» PROBLEM DETAILS: Pick out each line of the material below that contains the string "light", and copy those lines in full.

» PROVIDED RECORDS:
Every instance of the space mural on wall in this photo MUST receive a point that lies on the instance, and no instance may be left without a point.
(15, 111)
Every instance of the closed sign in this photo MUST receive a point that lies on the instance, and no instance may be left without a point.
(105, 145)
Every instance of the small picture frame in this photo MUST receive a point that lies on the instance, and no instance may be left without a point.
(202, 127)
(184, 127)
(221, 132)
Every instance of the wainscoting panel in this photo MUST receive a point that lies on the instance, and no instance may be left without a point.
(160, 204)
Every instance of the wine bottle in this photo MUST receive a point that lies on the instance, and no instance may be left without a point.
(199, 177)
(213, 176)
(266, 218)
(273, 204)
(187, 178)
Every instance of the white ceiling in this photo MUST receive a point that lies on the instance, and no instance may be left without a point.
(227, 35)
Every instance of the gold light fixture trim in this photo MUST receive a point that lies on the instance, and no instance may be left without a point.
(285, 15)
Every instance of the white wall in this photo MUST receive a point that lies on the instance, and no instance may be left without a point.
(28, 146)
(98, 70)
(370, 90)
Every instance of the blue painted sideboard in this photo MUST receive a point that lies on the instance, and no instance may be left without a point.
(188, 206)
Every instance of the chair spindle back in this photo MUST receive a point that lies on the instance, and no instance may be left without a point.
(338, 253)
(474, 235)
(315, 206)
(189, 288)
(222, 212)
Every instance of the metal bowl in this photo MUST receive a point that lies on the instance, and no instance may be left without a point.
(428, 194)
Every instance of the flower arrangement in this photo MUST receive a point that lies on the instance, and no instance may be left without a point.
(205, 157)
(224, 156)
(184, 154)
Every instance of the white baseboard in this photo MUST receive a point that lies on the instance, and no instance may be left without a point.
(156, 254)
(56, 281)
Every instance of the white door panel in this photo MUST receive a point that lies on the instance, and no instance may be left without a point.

--

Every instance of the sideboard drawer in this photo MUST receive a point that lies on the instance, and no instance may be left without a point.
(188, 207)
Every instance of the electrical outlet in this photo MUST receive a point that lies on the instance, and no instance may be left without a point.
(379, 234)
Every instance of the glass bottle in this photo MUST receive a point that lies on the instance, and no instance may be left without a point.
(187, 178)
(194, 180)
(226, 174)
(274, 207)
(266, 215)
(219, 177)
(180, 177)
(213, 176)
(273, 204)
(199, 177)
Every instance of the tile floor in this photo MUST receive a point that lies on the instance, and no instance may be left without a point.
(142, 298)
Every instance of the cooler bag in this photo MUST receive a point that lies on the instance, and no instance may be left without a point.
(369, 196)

--

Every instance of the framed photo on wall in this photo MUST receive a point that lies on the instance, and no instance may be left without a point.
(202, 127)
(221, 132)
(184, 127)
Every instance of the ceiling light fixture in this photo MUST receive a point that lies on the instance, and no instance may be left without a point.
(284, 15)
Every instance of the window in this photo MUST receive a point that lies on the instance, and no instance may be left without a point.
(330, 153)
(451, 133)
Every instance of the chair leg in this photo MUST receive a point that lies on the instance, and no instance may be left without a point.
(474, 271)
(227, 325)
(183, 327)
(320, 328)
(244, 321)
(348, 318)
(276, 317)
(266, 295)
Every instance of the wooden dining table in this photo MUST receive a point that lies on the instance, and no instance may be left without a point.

» IN RESPONSE:
Every instance of the gold light fixture trim in this photo MUST receive a point that lies on the instance, and no instance may be left without a point.
Every instance of the ceiling light fixture in this photo MUST receive a point that lies on the instance, and no instance may be left without a point.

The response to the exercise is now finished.